** Opening DATA LISTING block **

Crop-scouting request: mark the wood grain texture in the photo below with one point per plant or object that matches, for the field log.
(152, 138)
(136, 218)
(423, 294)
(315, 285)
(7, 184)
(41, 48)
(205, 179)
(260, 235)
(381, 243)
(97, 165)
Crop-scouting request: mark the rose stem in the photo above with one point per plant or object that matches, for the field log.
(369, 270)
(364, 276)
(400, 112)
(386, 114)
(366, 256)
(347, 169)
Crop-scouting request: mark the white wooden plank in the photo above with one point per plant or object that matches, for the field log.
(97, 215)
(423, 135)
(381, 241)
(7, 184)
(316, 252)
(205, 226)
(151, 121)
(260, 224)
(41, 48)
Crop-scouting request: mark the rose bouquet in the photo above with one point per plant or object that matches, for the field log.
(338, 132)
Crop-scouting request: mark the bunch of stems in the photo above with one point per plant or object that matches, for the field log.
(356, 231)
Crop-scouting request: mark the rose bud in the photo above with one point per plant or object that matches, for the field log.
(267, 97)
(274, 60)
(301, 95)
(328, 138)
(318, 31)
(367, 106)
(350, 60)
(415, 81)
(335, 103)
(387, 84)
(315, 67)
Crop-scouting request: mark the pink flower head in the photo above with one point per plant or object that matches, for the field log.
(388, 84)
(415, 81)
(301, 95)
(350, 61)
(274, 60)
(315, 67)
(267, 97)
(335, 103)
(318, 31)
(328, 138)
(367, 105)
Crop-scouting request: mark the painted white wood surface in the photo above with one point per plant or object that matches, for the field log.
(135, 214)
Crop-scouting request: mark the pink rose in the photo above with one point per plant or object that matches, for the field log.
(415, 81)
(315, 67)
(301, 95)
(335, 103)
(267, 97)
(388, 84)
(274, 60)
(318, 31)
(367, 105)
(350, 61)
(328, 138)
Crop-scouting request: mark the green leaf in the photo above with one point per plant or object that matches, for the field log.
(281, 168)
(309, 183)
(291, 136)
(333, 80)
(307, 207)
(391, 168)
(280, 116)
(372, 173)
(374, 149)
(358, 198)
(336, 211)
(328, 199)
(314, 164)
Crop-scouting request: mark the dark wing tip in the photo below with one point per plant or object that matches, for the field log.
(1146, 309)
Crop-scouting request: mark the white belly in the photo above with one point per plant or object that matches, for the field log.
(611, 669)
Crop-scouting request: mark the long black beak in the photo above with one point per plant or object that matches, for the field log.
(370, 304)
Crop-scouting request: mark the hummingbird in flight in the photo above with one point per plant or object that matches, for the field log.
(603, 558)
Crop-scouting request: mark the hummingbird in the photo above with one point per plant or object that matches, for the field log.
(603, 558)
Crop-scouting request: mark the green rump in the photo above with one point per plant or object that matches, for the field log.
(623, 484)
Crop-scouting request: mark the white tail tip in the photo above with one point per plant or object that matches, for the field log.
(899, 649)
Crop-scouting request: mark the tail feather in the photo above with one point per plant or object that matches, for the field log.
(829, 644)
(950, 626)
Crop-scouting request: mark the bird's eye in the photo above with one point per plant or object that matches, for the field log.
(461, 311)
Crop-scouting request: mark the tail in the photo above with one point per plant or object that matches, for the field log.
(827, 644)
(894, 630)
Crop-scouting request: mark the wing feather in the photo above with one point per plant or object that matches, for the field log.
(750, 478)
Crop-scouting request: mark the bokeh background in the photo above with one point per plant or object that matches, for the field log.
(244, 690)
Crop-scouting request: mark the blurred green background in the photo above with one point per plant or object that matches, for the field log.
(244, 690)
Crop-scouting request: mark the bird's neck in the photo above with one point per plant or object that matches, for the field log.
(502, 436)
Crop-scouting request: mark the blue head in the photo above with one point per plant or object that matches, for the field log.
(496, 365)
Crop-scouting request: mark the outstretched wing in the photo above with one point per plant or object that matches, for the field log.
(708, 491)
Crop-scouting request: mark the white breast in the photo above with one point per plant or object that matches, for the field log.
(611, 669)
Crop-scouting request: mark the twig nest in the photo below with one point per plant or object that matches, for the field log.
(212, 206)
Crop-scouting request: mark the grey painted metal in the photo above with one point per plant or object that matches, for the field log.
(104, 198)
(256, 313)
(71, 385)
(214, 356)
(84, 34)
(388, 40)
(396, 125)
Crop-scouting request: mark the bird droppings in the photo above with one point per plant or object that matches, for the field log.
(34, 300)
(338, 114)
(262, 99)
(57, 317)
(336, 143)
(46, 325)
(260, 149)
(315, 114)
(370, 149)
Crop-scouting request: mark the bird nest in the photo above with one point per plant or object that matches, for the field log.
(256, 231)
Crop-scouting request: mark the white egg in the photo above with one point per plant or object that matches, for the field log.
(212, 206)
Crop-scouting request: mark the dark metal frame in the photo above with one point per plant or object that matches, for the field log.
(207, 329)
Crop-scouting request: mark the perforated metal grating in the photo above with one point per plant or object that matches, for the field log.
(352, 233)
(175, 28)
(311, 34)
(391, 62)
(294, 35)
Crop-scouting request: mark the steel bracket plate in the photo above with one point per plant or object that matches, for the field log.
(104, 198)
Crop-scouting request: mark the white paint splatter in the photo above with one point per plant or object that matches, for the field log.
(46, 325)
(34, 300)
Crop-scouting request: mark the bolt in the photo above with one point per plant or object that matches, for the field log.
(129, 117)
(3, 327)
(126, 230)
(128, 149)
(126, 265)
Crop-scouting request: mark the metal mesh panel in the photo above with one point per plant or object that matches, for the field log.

** Closing DATA LISTING block **

WHAT IS BEING ASKED: Each line of the data must come back exactly as written.

EXERCISE RESPONSE:
Crop-scouting request: mark the wood grain texture in the photo below with one point per plant or object that matches, for the field log.
(152, 138)
(136, 218)
(423, 294)
(315, 285)
(7, 184)
(41, 48)
(205, 179)
(260, 235)
(381, 243)
(97, 165)
Crop-scouting request: mark the rose stem in the photo above with one point per plant or object that matches, for the field log.
(369, 270)
(364, 276)
(400, 112)
(386, 114)
(366, 256)
(347, 169)
Crop-scouting request: mark the white wooden plank in the photo above with one point per plant or object that matches, for the field log.
(97, 215)
(423, 135)
(381, 241)
(7, 184)
(316, 252)
(205, 226)
(151, 121)
(260, 224)
(41, 48)
Crop-scouting request: mark the rose bouquet in the photo above with one point per plant or object that matches, for the field log.
(338, 132)
Crop-scouting request: mark the bunch of stems in the photo above with one point per plant or object that matches, for the field log.
(356, 231)
Crop-scouting request: mark the rose bud in the photo above with one point per plant or object that matches, for the field log.
(267, 97)
(274, 60)
(301, 95)
(328, 138)
(318, 31)
(367, 106)
(350, 60)
(415, 81)
(335, 103)
(387, 84)
(315, 67)
Crop-scouting request: mark the pink flower head in the photo above with one point per plant or object that matches, for the field log.
(388, 84)
(415, 81)
(301, 95)
(350, 61)
(274, 60)
(315, 67)
(267, 97)
(335, 103)
(318, 31)
(328, 138)
(367, 105)
Crop-scouting request: mark the painted white wood surface in the photo above with one point per plant or object that matches, for the field log.
(135, 214)
Crop-scouting request: mark the pink rose in the photo above with one point per plant or object that matches, for the field log.
(415, 81)
(315, 67)
(301, 95)
(335, 103)
(267, 97)
(388, 84)
(274, 60)
(318, 31)
(367, 105)
(350, 61)
(328, 138)
Crop-scouting request: mark the green leaf in the photo above with one point per plant or object that matches, for the field log.
(281, 168)
(309, 183)
(291, 136)
(333, 80)
(307, 207)
(391, 168)
(280, 116)
(372, 173)
(374, 149)
(358, 198)
(336, 211)
(328, 199)
(314, 164)
Crop-scouting request: mark the dark wing tip in the photo below with one point per plant or object that matches, for the field log.
(1146, 309)
Crop-scouting request: mark the white belly in the photo above with one point per plant or object that matches, for the field log.
(611, 669)
Crop-scouting request: mark the long black beak in the photo above with one point per plant or object that matches, for the field log.
(370, 304)
Crop-scouting request: mark the hummingbird in flight in the photo above with one point per plant or object that matches, for the field log.
(603, 558)
Crop-scouting request: mark the hummingbird in the photo above with one point per plant or object that matches, for the field log.
(603, 558)
Crop-scouting request: mark the green rump in the photo above with one point per plant or object that matches, for the field log.
(623, 484)
Crop-scouting request: mark the white tail tip in the photo above with one point per plant or object that matches, for the field log.
(899, 649)
Crop-scouting request: mark the tail feather in the photo above with one point per plant or object that matches, for the field log.
(829, 644)
(950, 626)
Crop-scouting request: mark the bird's eye in the photo above with one point per plant or object that matches, for the field log.
(461, 311)
Crop-scouting request: mark the tail in the photo above with one point per plant or object that matches, for the field log.
(827, 644)
(894, 630)
Crop-scouting request: mark the wing feather in the photo above with one point per plant or object that matches, for the field log.
(750, 478)
Crop-scouting request: mark the bokeh background in the photo above with one point per plant or object that matches, for the field log.
(244, 690)
Crop-scouting request: mark the blurred green background in the photo above with one point per plant or object that matches, for the field log.
(244, 690)
Crop-scouting request: mark the bird's neck in the photo above with one point per plant or object that matches, for the field log.
(502, 436)
Crop-scouting request: mark the blue head in the photo above with one point per plant or object that matches, for the field log.
(496, 365)
Crop-scouting request: mark the outstretched wing in the photo above with one point per plant or object that matches, for the field log.
(708, 491)
Crop-scouting request: mark the white breast in the photo above with one point per plant or object that matches, for the field log.
(611, 669)
Crop-scouting request: mark the twig nest in the photo below with one point per plant or object that matches, for the field log.
(212, 206)
Crop-scouting request: mark the grey painted metal in the photo above with one point per plant or object that matches, for the field log.
(104, 198)
(256, 313)
(71, 385)
(214, 356)
(84, 34)
(388, 40)
(396, 125)
Crop-scouting request: mark the bird droppings in the photo above with one point per plant or object that matches, for the field log.
(34, 300)
(338, 114)
(262, 99)
(57, 317)
(336, 143)
(46, 325)
(260, 149)
(315, 114)
(370, 149)
Crop-scouting request: mark the bird nest in the photo above with one point per plant or object that matches, for the field log.
(256, 231)
Crop-scouting request: mark the white egg in the photo above with one point per plant or object that matches, for the field log.
(212, 206)
Crop-scouting request: mark the dark metal frame in the photo above with one point per plant or object that matches, for the field log.
(207, 329)
Crop-scouting request: mark the perforated metal grating in the photo above with one point per plant or object that matches, for the field log.
(352, 233)
(175, 28)
(311, 34)
(391, 62)
(294, 35)
Crop-scouting request: mark the steel bracket plate in the photo above with one point per plant or object that matches, for the field log.
(104, 198)
Crop-scouting request: mark the white paint splatter in the photo above with one point per plant or object that matches, for the field log.
(46, 325)
(34, 300)
Crop-scouting request: mark the bolt in the photo above with one point per plant or object that matches, for the field log.
(129, 117)
(3, 327)
(126, 230)
(128, 149)
(126, 265)
Crop-scouting request: mark the metal mesh panel in the photo above with one point per plant or object that matches, for the field log.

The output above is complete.